*Goal*: Reproduce the registry authentication article word for word from "# curl -u $TOKENID:$SECRET" to "to the token.".

** Begin Quoted text **

Troubleshooting Authentication Issues with registry.redhat.io

Updated -

Red Hat-supported container images are moving from the existing Red Hat Registry (registry.access.redhat.com) to a new one (registry.redhat.io). With that move will come a change in the authentication needed to pull those container images. This article describes how to troubleshoot authentication issues.

Testing Authentication

Testing basic user authentication can be accomplished with the following command:

curl -Lv -u <username>:<password> "https://sso.redhat.com/auth/realms/rhcc/protocol/redhat-docker-v2/auth?service=docker-registry&client_id=curl&scope=repository:rhel:pull"

where <username> and <password> are the credentials you would normally use to log into the Red Hat Customer Portal. The <password> can be omitted, and curl will prompt for it interactively.

Testing basic auth with a user created token can be accomplished with the following command:

# curl -u $TOKENID:$SECRET "https://sso.redhat.com/auth/realms/rhcc/protocol/redhat-docker-v2/auth?service=docker-registry&client_id=curl&scope=repository:rhel:pull"

where

  • $TOKENID is a shell variable that contains the token name shown in the token management interface on the Customer Portal. This will be in the form of <account_number>|<name>. The <account_number> is your Red Hat Account number, and <name> is the name you gave to the token.
  • $SECRET is a shell variable that contains the very long token value

A successful authentication attempt will result in HTTP 200 OK and a JSON object like the following:

{"token":"<access_token>","access_token":"<access_token>","expires_in":300,"issued_at":"2018-08-13T21:28:03Z"}

where <access_token> is a very long access token value.

** End Quoted text **
** Begin Rows **

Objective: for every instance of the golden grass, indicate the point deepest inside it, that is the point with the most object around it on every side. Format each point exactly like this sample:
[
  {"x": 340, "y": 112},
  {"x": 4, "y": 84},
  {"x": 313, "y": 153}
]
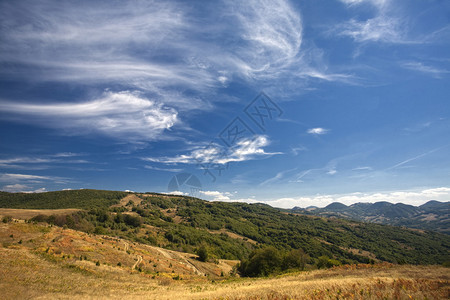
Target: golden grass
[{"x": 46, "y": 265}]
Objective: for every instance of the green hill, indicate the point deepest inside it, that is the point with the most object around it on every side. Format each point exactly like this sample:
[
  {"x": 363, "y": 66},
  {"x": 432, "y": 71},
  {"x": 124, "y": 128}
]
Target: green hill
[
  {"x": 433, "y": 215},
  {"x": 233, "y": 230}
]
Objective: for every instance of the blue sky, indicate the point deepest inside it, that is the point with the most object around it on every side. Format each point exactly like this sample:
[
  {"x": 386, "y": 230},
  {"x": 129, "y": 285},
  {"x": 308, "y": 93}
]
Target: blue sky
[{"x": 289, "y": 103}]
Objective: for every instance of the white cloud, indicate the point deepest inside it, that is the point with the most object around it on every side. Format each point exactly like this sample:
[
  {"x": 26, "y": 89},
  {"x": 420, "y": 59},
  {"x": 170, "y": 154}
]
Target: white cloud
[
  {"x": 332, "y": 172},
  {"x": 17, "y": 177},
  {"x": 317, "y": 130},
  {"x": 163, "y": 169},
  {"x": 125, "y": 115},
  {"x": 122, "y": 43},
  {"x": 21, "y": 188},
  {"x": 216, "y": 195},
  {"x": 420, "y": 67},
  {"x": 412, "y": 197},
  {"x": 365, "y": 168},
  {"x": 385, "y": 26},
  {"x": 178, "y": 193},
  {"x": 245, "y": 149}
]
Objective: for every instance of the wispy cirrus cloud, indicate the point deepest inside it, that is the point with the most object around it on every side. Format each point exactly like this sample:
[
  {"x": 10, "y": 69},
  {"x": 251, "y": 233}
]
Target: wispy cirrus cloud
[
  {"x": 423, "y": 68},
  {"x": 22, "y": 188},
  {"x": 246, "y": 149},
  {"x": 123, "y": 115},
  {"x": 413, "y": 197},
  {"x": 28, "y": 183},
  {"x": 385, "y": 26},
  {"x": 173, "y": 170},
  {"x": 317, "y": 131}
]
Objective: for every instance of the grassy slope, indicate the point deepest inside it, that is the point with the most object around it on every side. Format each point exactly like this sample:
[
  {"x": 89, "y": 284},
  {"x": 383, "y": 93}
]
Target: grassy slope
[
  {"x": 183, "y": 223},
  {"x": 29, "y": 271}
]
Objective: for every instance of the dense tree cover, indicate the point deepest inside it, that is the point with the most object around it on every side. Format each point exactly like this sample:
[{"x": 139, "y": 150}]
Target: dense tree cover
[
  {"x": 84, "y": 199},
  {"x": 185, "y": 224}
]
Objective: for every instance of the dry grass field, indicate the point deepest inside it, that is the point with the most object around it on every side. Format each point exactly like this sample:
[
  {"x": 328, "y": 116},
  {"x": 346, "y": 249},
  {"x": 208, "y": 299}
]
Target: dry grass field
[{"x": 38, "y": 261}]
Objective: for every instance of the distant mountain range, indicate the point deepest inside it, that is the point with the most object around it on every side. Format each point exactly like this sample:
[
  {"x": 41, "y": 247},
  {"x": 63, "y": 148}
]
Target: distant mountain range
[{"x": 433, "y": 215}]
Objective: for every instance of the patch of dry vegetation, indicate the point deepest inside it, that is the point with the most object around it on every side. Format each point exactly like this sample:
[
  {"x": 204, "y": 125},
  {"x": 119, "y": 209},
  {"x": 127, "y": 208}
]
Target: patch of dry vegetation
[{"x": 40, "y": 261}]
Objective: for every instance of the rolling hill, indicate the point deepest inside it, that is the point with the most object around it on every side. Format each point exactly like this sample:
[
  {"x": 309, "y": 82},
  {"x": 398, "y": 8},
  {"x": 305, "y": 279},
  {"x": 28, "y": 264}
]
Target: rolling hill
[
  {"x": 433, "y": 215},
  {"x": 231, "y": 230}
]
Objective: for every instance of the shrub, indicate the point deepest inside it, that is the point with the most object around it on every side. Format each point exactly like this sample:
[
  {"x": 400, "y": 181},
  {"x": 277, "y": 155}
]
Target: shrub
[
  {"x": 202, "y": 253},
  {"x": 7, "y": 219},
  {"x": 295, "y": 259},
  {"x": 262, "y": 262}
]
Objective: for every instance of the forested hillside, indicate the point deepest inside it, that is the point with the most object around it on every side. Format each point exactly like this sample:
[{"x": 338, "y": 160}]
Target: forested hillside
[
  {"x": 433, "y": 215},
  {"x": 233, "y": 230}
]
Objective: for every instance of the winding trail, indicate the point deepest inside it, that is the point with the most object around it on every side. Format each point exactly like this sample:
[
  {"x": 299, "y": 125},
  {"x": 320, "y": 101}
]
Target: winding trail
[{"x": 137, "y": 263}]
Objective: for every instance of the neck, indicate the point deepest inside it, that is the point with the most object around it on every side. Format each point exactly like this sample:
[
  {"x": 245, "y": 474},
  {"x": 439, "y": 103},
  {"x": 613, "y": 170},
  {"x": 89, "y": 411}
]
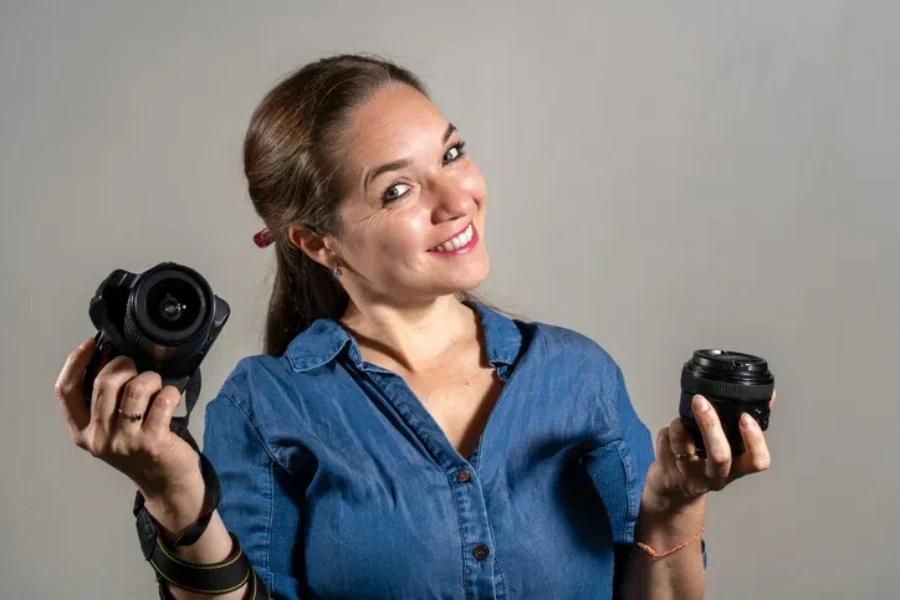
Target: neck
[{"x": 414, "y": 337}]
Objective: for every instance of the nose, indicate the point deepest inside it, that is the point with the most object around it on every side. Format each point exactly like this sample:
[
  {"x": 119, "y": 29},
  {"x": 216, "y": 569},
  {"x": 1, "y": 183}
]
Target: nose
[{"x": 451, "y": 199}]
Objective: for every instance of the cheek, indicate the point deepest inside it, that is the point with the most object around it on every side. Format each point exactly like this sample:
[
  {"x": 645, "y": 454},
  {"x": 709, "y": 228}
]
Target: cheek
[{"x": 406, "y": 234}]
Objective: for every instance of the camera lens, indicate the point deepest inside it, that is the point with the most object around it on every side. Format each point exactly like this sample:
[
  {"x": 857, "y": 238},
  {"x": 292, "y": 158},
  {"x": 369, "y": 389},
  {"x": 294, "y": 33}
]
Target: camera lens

** End Rows **

*Exercise solution*:
# curl -u $TOKENID:$SECRET "https://sso.redhat.com/auth/realms/rhcc/protocol/redhat-docker-v2/auth?service=docker-registry&client_id=curl&scope=repository:rhel:pull"

where

  • $TOKENID is a shell variable that contains the token name shown in the token management interface on the Customer Portal. This will be in the form of <account_number>|<name>. The <account_number> is your Red Hat Account number, and <name> is the name you gave to the token.